Sayfa Alıntısı:
■ ■ ■ ■ ■ ■ ■

Tahta yollar, kamp merkezinden bir çok yöne doğru açılıyordu, yol aşağı ya da yukarı meyillendiğinde de tahta merdivenler oluyordu. Bir yol erkekler tuvaletinde son bulmak üzere yağmur ormanının içine doğru gidiyordu. Sadece yere kazılmış iki çukurdan oluşan bu yere tuvalet demek biraz abartılı olabilir: Biri küçük, diğeri de büyük tuvalet ihtiyacı için. Başka bir yol da yine aynı şekildeki kadınlar tuvaletine gidiyordu. Kil benzeri kırmızı çamuru insan pisliklerini kapatmak için çukura dökmekte kullanılmak üzere uzun sopalar vardı.

Kadınlar, Erkekler ve İşler…
Üçüncü bir yol, kampın mutfağına gidiyordu; mutfak, geniş, yanları açık bir yapıydı, içinde iki ocak ve birçok tencere ve tava vardı. Aşçılar her gün klasik Kolombiya mutfağından oluşan üç öğün yemek hazırlıyorlardı: Çoğunlukla çorba, et, tavuk, pilav, patates, sebzeler ve yukka... Bir öğleden sonra, Terry kadın gerillalarla roportaj yaparken mutfağa gittim ve orada mutfak görevinde bulunan biri kadın, biri erkek iki isyancıyla sohbet ettim.
Onlara yarı soru yarı sohbet gibi “burada gerçekten iyi besleniyor gibi görünüyorsunuz” dedim. Kadın gerilla, “iyi bir zamanda geldin” dedi; “şu anda bolca yiyeceğimiz var, bazen ise yiyecek çok fazla şeyimiz olmuyor. Ne kadar sıklıkta takviye alabileceğimiz hava koşulları ve güvenlik durumuna bağlı. Onlara “her gün siz mi yemek pişiriyorsunuz” diye sordum. Erkek olan “hayır” dedi: “Herkes sırayla yapar. Biz bugünün akşam yemeğini, sonra da yarının kahvaltı ve öğle yemeklerini hazırlayacağız. Sonra başka biri görevi alıp aynısını yapacak.”
“Yani herkes yemek pişiriyor? Erkekler de kadınlar da?” dedim. Kadın gerilla “tabii ki” dedi: “Kampta herkes her şeyi yapar. Erkek ya da kadın olman farketmez. Yemek pişirirsin, kendi elbiselerini yıkarsın, nöbet tutarsın ve devriyeye çıkarsın. Kadınlar ve erkekler için her şey aynıdır.”
Böyle bir eşitliğin FARC’ın felsefesinin bir parçası olduğunu duymuştum ama ne dereceye kadar uygulandığından emin değildim. Hala da ülkedeki diğer FARC kamplarında bunun ne kadar uygulandığını bilmiyorum. Ama bu kamptaki gerillaların cinsiyet eşitliği konusunda etkileyici bir noktaya ulaşmış oldukları açıktı. Bu eşitlik, onların sadece etkinliklerinde ve sözlerinde değil, yasam biçimlerinde de gözle görülür biçimde ortadaydı.

■ ■ ■ ■ ■ ■ ■

Yapacağınız İş:
Lütfen kamp yaşamını anlatan sayfa alıntısına göre aşağıdaki soruları yanıtlayın:
1. Tuvalet çukurlarındaki insan pisliklerini kapatmak için çukura ne dökülüyordu?
2. Kampın mutfağında kaç ocak vardı?
3. Kadın gerillaya göre takviyenin ne sıklıkta alınabileceği nelere bağlıydı?

Veri Kümesi:
■ ■ ■ ■ ■ ■ ■

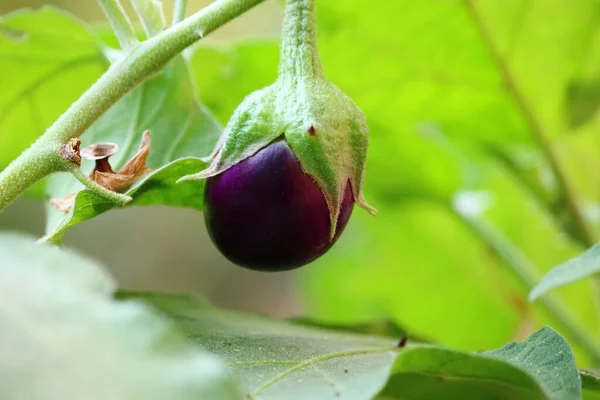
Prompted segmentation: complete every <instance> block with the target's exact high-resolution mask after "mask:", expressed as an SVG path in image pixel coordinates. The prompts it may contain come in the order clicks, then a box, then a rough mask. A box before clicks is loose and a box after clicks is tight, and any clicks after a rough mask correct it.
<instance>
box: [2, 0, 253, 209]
mask: <svg viewBox="0 0 600 400" xmlns="http://www.w3.org/2000/svg"><path fill="white" fill-rule="evenodd" d="M262 1H263V0H219V1H216V2H214V3H212V4H211V5H209V6H208V7H206V8H204V9H202V10H200V11H199V12H197V13H196V14H194V15H192V16H190V17H189V18H187V19H185V20H184V21H182V22H180V23H179V24H177V25H174V26H172V27H170V28H169V29H167V30H165V31H163V32H161V33H160V34H158V35H156V36H154V37H153V38H151V39H149V40H147V41H145V42H143V43H140V44H139V45H137V46H136V47H134V48H132V50H131V52H130V53H128V54H127V55H126V57H124V58H123V59H121V60H120V61H118V62H117V63H115V64H113V65H111V67H110V68H109V70H108V71H107V72H106V73H105V74H104V75H102V77H101V78H100V79H99V80H98V81H96V83H94V84H93V85H92V87H90V88H89V89H88V90H87V91H86V92H85V93H84V94H83V95H82V96H81V97H80V98H79V99H78V100H77V101H76V102H75V103H73V104H72V105H71V106H70V107H69V109H68V110H67V111H65V113H64V114H63V115H61V116H60V117H59V118H58V119H57V120H56V122H54V124H52V126H50V128H48V130H46V132H45V133H44V134H43V135H42V136H41V137H40V138H38V140H37V141H36V142H35V143H34V144H33V145H32V146H31V147H30V148H29V149H28V150H27V151H25V152H24V153H23V154H22V155H21V156H19V157H18V158H17V159H16V160H14V161H13V162H12V163H11V164H10V165H9V166H8V167H7V168H6V169H5V170H4V171H2V172H0V211H2V210H4V209H5V208H6V206H7V205H8V204H10V203H11V202H12V201H13V200H15V199H16V198H17V197H19V196H20V195H21V194H22V193H24V192H25V191H26V190H27V189H28V188H29V187H30V186H31V185H33V184H34V183H35V182H37V181H39V180H40V179H42V178H43V177H44V176H46V175H49V174H51V173H53V172H57V171H63V170H65V169H64V165H62V164H61V163H58V164H57V163H52V162H50V161H51V160H54V159H55V158H58V159H59V160H60V157H58V153H59V151H60V145H61V144H65V143H67V142H68V141H69V140H70V139H72V138H77V137H79V136H81V135H82V134H83V133H84V132H85V131H86V129H88V128H89V127H90V126H91V125H92V124H93V123H94V122H95V121H96V120H98V118H100V117H101V116H102V115H103V114H104V113H105V112H106V111H107V110H108V109H109V108H110V107H112V105H113V104H115V103H116V102H117V101H118V100H119V99H121V98H122V97H123V96H124V95H126V94H127V93H128V92H129V91H131V90H132V89H133V88H135V87H136V86H137V85H139V84H140V83H142V82H143V81H145V80H147V79H149V78H150V77H152V76H153V75H154V74H156V73H158V72H160V71H161V70H162V69H163V68H164V66H165V65H166V64H167V63H168V62H169V61H171V59H173V57H175V56H176V55H178V54H179V53H180V52H181V51H183V50H184V49H185V48H187V47H188V46H190V45H192V44H193V43H195V42H196V41H198V40H200V39H201V38H202V37H204V36H206V35H207V34H208V33H210V32H212V31H214V30H215V29H217V28H219V27H220V26H222V25H223V24H225V23H227V22H229V21H231V20H232V19H234V18H235V17H237V16H239V15H240V14H242V13H243V12H245V11H247V10H248V9H250V8H252V7H254V6H255V5H257V4H259V3H261V2H262ZM107 4H114V3H113V2H107ZM44 160H46V161H44ZM46 162H47V164H46Z"/></svg>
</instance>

■ ■ ■ ■ ■ ■ ■

Alıştırmanın Yanıtı:
1. Kil benzeri kırmızı çamur.
2. İki.
3. Hava koşullarına ve güvenlik durumuna.